'''

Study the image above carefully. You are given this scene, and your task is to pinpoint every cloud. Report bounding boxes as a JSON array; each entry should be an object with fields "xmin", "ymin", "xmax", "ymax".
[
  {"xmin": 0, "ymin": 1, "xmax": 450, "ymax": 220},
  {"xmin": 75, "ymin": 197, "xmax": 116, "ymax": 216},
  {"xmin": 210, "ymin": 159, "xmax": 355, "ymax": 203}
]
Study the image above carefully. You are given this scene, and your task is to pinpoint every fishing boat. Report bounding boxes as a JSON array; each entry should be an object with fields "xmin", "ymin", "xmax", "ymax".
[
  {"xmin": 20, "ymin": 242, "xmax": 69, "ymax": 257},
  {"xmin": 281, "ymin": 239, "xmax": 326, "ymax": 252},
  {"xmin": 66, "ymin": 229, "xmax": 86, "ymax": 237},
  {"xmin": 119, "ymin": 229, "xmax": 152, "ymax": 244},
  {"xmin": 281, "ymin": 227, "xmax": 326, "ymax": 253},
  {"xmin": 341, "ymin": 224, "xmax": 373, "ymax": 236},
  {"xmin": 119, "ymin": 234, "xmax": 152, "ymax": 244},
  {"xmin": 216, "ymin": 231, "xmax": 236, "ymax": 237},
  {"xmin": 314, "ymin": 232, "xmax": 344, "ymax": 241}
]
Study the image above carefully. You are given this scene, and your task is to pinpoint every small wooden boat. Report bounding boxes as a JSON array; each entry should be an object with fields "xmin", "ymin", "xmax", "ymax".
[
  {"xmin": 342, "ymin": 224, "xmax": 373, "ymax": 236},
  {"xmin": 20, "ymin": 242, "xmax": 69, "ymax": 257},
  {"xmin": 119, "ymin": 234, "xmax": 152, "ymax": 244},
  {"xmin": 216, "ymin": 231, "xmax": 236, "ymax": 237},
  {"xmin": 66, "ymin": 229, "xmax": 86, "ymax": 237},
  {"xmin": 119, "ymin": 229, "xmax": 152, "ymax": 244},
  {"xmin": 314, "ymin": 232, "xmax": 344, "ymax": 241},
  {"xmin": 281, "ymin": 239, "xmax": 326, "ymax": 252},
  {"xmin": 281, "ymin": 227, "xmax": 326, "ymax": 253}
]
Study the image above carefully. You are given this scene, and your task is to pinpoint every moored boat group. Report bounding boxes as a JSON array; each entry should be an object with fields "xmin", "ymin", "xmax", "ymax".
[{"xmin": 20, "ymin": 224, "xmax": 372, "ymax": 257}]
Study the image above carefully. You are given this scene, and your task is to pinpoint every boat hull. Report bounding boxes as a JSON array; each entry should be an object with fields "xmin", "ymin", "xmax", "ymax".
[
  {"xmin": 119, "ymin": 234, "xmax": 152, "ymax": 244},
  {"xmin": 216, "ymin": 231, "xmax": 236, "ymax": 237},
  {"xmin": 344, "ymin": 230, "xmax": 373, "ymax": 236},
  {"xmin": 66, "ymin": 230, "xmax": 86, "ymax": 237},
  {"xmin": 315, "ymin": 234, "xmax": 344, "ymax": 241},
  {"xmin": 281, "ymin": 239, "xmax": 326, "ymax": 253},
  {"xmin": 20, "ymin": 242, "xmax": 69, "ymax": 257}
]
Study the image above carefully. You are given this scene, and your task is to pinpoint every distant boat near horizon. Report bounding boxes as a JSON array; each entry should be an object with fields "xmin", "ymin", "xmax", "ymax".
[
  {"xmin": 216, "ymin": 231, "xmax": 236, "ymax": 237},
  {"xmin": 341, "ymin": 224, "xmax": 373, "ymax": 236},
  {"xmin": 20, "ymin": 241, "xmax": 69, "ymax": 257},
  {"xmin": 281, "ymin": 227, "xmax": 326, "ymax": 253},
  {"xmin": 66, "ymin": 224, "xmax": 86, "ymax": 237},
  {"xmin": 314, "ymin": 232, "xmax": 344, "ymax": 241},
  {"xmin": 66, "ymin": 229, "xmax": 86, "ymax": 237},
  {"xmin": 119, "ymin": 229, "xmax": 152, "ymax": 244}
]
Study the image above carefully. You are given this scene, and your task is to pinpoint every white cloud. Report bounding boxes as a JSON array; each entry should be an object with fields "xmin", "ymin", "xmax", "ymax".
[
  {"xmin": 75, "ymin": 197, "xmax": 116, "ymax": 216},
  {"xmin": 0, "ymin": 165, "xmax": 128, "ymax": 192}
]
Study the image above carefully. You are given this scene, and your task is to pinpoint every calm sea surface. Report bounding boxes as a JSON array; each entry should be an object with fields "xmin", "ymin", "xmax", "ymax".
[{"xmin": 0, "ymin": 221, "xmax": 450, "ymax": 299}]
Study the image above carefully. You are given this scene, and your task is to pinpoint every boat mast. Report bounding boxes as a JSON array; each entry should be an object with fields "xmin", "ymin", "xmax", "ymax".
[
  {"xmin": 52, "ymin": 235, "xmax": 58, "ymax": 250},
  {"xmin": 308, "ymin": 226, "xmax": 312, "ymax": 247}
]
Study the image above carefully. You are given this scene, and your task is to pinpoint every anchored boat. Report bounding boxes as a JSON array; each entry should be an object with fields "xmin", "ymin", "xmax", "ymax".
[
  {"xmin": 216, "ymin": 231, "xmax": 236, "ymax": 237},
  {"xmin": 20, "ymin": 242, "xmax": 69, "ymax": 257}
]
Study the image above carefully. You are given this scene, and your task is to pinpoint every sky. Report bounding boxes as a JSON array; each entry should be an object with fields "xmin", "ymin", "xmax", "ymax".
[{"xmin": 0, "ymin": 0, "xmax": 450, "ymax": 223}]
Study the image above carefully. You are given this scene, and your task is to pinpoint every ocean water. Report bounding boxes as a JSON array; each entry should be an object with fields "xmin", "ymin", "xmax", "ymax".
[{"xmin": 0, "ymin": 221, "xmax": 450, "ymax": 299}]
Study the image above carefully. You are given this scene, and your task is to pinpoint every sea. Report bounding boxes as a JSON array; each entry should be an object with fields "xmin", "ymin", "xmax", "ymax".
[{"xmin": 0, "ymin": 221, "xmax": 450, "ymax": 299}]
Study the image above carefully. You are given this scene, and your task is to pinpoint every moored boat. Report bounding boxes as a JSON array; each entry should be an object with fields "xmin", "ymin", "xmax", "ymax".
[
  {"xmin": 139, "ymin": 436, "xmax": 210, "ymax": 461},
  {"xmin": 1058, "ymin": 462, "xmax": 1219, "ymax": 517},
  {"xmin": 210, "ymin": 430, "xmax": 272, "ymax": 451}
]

'''

Oefendoel:
Zet alsjeblieft de regels om in een genummerde lijst, te beginnen bij de regel met "pinpoint every ocean" en doorlopend tot en met het einde van de vermeldingen. Laat lege regels weg.

Eindresultaat:
1. Study the image above carefully. You are given this scene, and your task is to pinpoint every ocean water. Report bounding boxes as a JSON array; each entry should be an object with fields "xmin", "ymin", "xmax", "ymax".
2. [{"xmin": 0, "ymin": 221, "xmax": 450, "ymax": 299}]
3. Study the image above carefully. You are given this scene, and your task is to pinpoint every sea. Report bounding boxes as a JSON array; each entry should be an object with fields "xmin", "ymin", "xmax", "ymax".
4. [{"xmin": 0, "ymin": 221, "xmax": 450, "ymax": 299}]
5. Study the image above carefully. You are given this scene, and your task is to pinpoint every moored boat. Report bounding boxes as a JSON array; each entry should be an object with fields "xmin", "ymin", "xmax", "ymax".
6. [
7.   {"xmin": 139, "ymin": 436, "xmax": 210, "ymax": 461},
8.   {"xmin": 1058, "ymin": 462, "xmax": 1219, "ymax": 517},
9.   {"xmin": 210, "ymin": 430, "xmax": 272, "ymax": 451}
10. ]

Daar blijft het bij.